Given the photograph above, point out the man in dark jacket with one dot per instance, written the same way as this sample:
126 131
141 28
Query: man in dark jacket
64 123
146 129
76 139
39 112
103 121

• [Required task]: Please copy the listing above word for word, keeping every line as it appears.

• [Expected answer]:
Given the photograph above, point out the man in dark jacket with one dot per instance, written the same way as this sample:
126 131
141 28
Query: man in dark jacket
64 123
146 129
76 139
39 112
103 121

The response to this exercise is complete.